***** Passage to read *****
Software Requirements

Backend:

Python 3.11 or higher
Chrome/Chromium browser installed
pip or uv package manager

Frontend:

Node.js 18 or higher
npm or yarn package manager

Google Cloud:

GCP project with Vertex AI enabled
Service account with appropriate permissions
Service account credentials JSON file

Containerized Quickstart

Prerequisite: Install Docker Desktop (or Docker Engine) with Docker Compose Plugin enabled.

From the repo root run docker compose up --build (or make dev to use the Makefile wrapper).
Open http://localhost:3000 for the Next.js wizard and http://localhost:8000/api/tasks/ for the Django API.
Containers default to mock agent mode (AGENT_USE_MOCK=true) and persist SQLite + media data inside the backend-data volume.
Stop or inspect with make stop / make logs.
Run backend integration tests in-container anytime via make test-backend; run frontend unit tests with make test-frontend.

Switching to a real agent: edit docker-compose.yml (or create docker-compose.override.yml) to set AGENT_USE_MOCK=false, provide your AGENT_MODEL, Vertex/Gemini credentials, and any Playwright-specific env like BROWSER_CDP_PORT. The backend image already includes Chromium + Playwright dependencies—just ensure the required API keys are mounted/available before docker compose up.

Quick Start

Local Development (Mock Mode by Default)
***** Given records *****
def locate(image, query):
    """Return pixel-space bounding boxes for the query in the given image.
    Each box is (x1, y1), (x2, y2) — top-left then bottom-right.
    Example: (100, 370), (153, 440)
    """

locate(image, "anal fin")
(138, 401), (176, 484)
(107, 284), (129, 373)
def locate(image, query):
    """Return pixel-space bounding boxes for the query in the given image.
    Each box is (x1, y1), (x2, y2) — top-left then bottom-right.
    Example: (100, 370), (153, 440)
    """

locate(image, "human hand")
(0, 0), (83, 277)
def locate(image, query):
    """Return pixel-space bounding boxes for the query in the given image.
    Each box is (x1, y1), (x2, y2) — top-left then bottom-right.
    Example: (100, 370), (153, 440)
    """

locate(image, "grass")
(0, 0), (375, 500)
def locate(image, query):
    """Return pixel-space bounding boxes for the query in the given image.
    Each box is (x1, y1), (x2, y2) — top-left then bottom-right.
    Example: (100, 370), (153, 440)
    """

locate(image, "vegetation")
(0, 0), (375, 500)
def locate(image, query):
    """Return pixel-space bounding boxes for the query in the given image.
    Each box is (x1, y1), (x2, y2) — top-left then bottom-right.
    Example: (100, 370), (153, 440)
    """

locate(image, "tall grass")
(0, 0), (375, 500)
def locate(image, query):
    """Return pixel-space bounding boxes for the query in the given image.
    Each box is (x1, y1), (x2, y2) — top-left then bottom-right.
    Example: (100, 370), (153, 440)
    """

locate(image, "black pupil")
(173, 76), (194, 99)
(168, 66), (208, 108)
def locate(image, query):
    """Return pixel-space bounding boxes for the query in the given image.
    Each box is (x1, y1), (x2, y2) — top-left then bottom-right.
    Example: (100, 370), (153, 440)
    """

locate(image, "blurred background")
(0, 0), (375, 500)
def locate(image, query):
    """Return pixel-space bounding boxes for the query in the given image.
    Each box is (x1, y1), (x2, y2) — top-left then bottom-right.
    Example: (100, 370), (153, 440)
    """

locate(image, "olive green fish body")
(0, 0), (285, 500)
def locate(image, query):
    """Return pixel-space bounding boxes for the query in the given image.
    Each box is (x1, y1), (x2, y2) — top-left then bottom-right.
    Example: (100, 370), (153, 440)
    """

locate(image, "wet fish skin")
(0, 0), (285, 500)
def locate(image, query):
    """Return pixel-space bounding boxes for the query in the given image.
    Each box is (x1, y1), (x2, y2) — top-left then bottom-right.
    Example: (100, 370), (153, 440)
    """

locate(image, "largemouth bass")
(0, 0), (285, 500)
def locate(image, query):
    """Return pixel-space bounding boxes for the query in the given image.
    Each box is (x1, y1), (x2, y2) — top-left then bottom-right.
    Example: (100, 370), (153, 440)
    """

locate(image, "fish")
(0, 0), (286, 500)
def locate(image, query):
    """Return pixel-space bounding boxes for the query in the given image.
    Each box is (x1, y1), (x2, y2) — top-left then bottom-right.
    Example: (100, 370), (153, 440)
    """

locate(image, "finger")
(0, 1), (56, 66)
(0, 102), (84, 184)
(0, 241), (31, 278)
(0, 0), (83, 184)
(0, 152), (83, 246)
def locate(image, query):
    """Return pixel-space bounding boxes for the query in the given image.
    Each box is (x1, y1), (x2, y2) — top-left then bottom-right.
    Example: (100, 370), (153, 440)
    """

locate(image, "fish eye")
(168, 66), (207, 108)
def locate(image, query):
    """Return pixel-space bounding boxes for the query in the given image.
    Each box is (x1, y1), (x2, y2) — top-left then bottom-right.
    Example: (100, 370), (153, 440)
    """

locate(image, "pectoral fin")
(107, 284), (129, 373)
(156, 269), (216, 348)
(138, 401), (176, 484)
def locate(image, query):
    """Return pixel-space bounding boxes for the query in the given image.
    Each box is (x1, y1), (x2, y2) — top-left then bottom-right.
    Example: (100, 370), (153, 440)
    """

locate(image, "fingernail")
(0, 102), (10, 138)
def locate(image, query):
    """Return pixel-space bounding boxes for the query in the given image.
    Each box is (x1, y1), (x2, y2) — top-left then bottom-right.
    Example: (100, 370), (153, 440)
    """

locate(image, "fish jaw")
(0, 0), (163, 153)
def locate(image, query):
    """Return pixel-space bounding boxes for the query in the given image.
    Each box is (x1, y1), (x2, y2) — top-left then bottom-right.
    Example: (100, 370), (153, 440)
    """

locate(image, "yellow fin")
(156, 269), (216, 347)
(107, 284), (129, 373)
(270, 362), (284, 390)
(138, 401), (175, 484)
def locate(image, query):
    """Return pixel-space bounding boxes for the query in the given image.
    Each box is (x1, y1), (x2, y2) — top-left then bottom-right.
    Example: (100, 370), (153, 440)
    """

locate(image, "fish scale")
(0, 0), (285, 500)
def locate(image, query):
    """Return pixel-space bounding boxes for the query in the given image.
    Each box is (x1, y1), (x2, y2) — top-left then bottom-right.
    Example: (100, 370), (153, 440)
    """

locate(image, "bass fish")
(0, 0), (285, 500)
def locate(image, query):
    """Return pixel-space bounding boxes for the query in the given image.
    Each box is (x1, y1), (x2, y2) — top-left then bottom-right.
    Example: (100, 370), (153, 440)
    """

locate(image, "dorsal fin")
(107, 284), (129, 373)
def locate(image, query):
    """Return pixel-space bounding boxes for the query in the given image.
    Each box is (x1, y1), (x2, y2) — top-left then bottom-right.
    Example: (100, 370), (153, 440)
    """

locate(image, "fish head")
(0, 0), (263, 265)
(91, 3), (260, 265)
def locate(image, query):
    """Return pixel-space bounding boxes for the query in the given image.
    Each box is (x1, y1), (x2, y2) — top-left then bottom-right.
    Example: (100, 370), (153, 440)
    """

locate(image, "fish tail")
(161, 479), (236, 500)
*****
▶ _Activity_
Reproduce the setup instructions word for word, starting with "Prerequisite: Install Docker" and going on through "the Makefile wrapper).".

▶ _Solved problem_
Prerequisite: Install Docker Desktop (or Docker Engine) with Docker Compose Plugin enabled.

From the repo root run docker compose up --build (or make dev to use the Makefile wrapper).